▶ _The problem_
Reproduce the listing that follows with no differences at all.

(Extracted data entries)
++++++++++++++++++++

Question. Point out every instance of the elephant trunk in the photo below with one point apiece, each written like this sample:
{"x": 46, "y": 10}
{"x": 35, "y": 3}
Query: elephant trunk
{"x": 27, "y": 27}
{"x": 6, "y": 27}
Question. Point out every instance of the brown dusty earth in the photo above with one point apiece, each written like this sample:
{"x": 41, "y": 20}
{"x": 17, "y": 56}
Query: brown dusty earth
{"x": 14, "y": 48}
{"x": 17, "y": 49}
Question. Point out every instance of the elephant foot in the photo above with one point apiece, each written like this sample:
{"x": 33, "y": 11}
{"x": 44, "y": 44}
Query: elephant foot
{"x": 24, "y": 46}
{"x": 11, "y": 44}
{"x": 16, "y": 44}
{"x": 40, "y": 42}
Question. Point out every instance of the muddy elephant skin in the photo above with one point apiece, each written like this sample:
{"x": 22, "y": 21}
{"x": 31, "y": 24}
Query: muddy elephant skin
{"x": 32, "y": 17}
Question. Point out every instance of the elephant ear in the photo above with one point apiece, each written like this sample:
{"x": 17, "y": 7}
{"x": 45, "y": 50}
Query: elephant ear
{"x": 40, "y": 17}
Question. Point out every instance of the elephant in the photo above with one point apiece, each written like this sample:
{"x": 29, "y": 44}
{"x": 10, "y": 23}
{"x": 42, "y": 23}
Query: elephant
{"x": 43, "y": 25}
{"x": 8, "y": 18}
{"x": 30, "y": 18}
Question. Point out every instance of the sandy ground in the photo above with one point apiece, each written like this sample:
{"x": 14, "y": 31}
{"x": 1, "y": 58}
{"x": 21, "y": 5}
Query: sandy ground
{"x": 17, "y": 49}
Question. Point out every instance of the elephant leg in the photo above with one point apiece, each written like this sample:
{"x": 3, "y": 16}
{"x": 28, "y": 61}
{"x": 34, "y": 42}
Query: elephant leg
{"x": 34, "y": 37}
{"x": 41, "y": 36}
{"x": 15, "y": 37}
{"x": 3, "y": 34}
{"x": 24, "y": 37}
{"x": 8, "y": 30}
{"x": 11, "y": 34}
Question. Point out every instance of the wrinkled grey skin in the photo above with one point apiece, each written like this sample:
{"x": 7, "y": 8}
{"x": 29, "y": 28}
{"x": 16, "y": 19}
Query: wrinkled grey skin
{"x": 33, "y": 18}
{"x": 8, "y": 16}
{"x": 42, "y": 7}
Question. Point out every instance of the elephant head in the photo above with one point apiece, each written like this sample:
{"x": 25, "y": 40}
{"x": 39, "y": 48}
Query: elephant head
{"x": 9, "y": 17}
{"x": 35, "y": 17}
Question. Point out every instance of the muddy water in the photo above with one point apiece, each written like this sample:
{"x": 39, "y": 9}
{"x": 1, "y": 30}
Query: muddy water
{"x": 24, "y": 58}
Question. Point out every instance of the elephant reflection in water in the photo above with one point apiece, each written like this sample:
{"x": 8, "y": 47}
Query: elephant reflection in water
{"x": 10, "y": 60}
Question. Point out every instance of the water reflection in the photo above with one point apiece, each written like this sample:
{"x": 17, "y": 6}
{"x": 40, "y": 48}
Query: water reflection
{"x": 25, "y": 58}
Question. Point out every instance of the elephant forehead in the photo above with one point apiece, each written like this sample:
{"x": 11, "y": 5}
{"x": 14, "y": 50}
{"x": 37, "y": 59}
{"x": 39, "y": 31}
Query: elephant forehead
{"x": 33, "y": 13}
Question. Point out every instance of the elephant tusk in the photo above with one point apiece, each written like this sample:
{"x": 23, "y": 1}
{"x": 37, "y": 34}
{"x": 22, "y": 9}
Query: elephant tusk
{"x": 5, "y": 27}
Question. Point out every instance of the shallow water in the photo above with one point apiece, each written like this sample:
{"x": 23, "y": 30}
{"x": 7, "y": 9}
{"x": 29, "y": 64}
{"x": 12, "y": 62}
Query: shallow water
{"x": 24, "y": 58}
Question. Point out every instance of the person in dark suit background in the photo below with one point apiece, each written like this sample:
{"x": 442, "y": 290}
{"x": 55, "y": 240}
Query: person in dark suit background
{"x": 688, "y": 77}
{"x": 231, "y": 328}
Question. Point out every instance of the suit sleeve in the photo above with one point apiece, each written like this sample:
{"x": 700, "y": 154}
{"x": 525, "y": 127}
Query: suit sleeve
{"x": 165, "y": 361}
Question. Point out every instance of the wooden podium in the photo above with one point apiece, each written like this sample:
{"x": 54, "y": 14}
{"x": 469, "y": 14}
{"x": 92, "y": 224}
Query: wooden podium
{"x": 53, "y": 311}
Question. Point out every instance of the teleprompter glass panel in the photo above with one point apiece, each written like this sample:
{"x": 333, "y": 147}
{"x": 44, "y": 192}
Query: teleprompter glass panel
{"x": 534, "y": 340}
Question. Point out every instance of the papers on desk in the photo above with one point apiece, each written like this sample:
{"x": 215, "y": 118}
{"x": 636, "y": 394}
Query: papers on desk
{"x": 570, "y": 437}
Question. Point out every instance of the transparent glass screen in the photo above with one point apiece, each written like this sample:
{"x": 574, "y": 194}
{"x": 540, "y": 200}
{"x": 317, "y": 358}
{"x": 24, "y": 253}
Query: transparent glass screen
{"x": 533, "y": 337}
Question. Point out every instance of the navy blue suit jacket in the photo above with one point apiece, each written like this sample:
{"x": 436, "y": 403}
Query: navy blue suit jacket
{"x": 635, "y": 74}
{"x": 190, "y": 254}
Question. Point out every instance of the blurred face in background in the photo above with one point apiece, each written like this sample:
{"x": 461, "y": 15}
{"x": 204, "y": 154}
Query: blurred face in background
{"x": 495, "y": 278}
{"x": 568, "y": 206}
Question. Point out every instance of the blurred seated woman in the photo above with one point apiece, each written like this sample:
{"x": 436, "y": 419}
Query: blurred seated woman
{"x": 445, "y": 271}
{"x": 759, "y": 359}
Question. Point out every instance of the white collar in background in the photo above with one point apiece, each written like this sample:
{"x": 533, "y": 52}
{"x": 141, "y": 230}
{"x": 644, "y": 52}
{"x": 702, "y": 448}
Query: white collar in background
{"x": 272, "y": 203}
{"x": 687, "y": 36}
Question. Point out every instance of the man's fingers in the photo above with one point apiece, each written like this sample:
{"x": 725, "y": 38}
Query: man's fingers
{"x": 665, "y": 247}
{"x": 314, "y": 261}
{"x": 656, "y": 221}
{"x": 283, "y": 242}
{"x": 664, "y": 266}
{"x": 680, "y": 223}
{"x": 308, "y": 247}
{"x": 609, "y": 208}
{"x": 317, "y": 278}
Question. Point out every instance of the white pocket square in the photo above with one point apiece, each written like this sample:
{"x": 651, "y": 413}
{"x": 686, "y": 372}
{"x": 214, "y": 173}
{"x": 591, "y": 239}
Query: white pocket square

++++++++++++++++++++

▶ _Task response_
Question. Point out every instance of the elephant trunk in the photo below with one point apiece, each written like this sample:
{"x": 46, "y": 10}
{"x": 35, "y": 3}
Query: elephant trunk
{"x": 27, "y": 27}
{"x": 6, "y": 27}
Question. Point out every instance of the brown dusty earth in the photo above with one point apiece, each written like this sample:
{"x": 41, "y": 20}
{"x": 17, "y": 56}
Query: brown dusty earth
{"x": 14, "y": 48}
{"x": 17, "y": 49}
Question. Point out every instance of the elephant foot in the photo above with one point apiece, each written like this sample:
{"x": 33, "y": 11}
{"x": 44, "y": 44}
Query: elephant foot
{"x": 24, "y": 46}
{"x": 11, "y": 44}
{"x": 16, "y": 44}
{"x": 40, "y": 42}
Question. Point out every instance of the muddy elephant skin in the photo above with one point apiece, each written like this sample:
{"x": 22, "y": 21}
{"x": 31, "y": 24}
Query: muddy elephant skin
{"x": 32, "y": 17}
Question. Point out every instance of the elephant ear in the photo above with one point apiece, each written like this sample:
{"x": 17, "y": 7}
{"x": 45, "y": 50}
Query: elephant ear
{"x": 40, "y": 17}
Question. Point out every instance of the elephant in the photo above with one point apiece, each written like this sample:
{"x": 29, "y": 44}
{"x": 10, "y": 23}
{"x": 42, "y": 23}
Query: elephant
{"x": 43, "y": 25}
{"x": 8, "y": 18}
{"x": 30, "y": 18}
Question. Point out every instance of the sandy ground in the photo above with one point apiece, each written like this sample:
{"x": 14, "y": 31}
{"x": 1, "y": 58}
{"x": 21, "y": 5}
Query: sandy ground
{"x": 17, "y": 49}
Question. Point out every instance of the elephant leg in the photo above with one point apiece, each written like this sample:
{"x": 3, "y": 16}
{"x": 28, "y": 61}
{"x": 34, "y": 42}
Query: elephant leg
{"x": 34, "y": 37}
{"x": 41, "y": 36}
{"x": 15, "y": 37}
{"x": 3, "y": 34}
{"x": 24, "y": 37}
{"x": 8, "y": 30}
{"x": 11, "y": 34}
Question. Point out every instance of the wrinkled grey skin in the photo above with one point apiece, each written like this sample:
{"x": 7, "y": 8}
{"x": 29, "y": 28}
{"x": 16, "y": 19}
Query: wrinkled grey skin
{"x": 33, "y": 18}
{"x": 8, "y": 16}
{"x": 42, "y": 7}
Question. Point out every instance of the elephant head in the photo above with one point apiece, each written like this sample:
{"x": 25, "y": 40}
{"x": 39, "y": 48}
Query: elephant head
{"x": 9, "y": 17}
{"x": 35, "y": 17}
Question. Point out every instance of the muddy water in the photo above with one point apiece, each written like this sample:
{"x": 39, "y": 9}
{"x": 1, "y": 30}
Query: muddy water
{"x": 24, "y": 58}
Question. Point out every instance of the elephant reflection in water in the photo above with one point apiece, each written like this sample:
{"x": 8, "y": 47}
Query: elephant reflection in water
{"x": 10, "y": 60}
Question. Point out every instance of the water reflection in the photo above with one point apiece, each written like this sample:
{"x": 17, "y": 6}
{"x": 40, "y": 48}
Query: water reflection
{"x": 25, "y": 58}
Question. Point out every instance of the elephant forehead in the photo above with one point apiece, each written like this sample:
{"x": 11, "y": 5}
{"x": 14, "y": 50}
{"x": 37, "y": 59}
{"x": 39, "y": 31}
Query: elephant forehead
{"x": 33, "y": 13}
Question. Point out every instance of the elephant tusk in the photo above with one point apiece, each written like this sample:
{"x": 23, "y": 1}
{"x": 37, "y": 34}
{"x": 22, "y": 9}
Query: elephant tusk
{"x": 5, "y": 27}
Question. Point out every instance of the shallow water in the photo above with one point apiece, each written like this sample:
{"x": 23, "y": 30}
{"x": 7, "y": 9}
{"x": 29, "y": 64}
{"x": 12, "y": 62}
Query: shallow water
{"x": 24, "y": 58}
Question. Point out every instance of the person in dark suit background in the photo below with one point apiece, each written like this sample:
{"x": 442, "y": 290}
{"x": 55, "y": 240}
Query: person in dark suit background
{"x": 688, "y": 77}
{"x": 231, "y": 328}
Question. Point out every instance of the suit sleeve in the photo above with one point apiece, each written like this sample:
{"x": 700, "y": 154}
{"x": 525, "y": 127}
Query: suit sleeve
{"x": 165, "y": 361}
Question. Point out every instance of the wooden podium in the photo above with one point apiece, each written like this sample:
{"x": 54, "y": 14}
{"x": 469, "y": 14}
{"x": 92, "y": 224}
Query: wooden podium
{"x": 53, "y": 311}
Question. Point out every instance of the teleprompter glass panel in the photo above with one point apiece, each written like this sample:
{"x": 333, "y": 147}
{"x": 44, "y": 192}
Query: teleprompter glass panel
{"x": 534, "y": 340}
Question. Point out every instance of the papers on desk in the photo above with one point apiece, each written like this sample:
{"x": 215, "y": 118}
{"x": 636, "y": 394}
Query: papers on desk
{"x": 570, "y": 437}
Question. Point out every instance of the transparent glass screen in the photo above with one point apiece, each written like this sample:
{"x": 574, "y": 194}
{"x": 540, "y": 200}
{"x": 317, "y": 358}
{"x": 24, "y": 253}
Query: transparent glass screen
{"x": 533, "y": 337}
Question. Point out every instance of the navy blue suit jacket in the photo above with one point apiece, each written like this sample:
{"x": 436, "y": 403}
Query: navy blue suit jacket
{"x": 635, "y": 74}
{"x": 190, "y": 254}
Question. Point out every instance of the blurred face in background in the photo above with one point apiece, each written like this sample:
{"x": 461, "y": 15}
{"x": 204, "y": 154}
Query: blurred face in background
{"x": 495, "y": 278}
{"x": 568, "y": 206}
Question. Point out every instance of the blurred seated woman in the photo above with one point apiece, each written like this sample:
{"x": 436, "y": 419}
Query: blurred seated woman
{"x": 445, "y": 271}
{"x": 759, "y": 359}
Question. Point out every instance of the white collar in background in the photo above with one point apiece, each written like this sample:
{"x": 533, "y": 52}
{"x": 141, "y": 230}
{"x": 644, "y": 52}
{"x": 702, "y": 448}
Query: white collar in background
{"x": 272, "y": 203}
{"x": 687, "y": 36}
Question. Point out every instance of the man's fingers in the photo above with one point apiece, each written like this sample:
{"x": 725, "y": 38}
Query: man's fingers
{"x": 665, "y": 247}
{"x": 314, "y": 261}
{"x": 656, "y": 221}
{"x": 283, "y": 242}
{"x": 664, "y": 266}
{"x": 680, "y": 223}
{"x": 308, "y": 247}
{"x": 609, "y": 208}
{"x": 317, "y": 278}
Question. Point out every instance of the white pocket square in the photo above with one point apiece, each written like this sample:
{"x": 651, "y": 413}
{"x": 686, "y": 372}
{"x": 214, "y": 173}
{"x": 591, "y": 239}
Query: white pocket square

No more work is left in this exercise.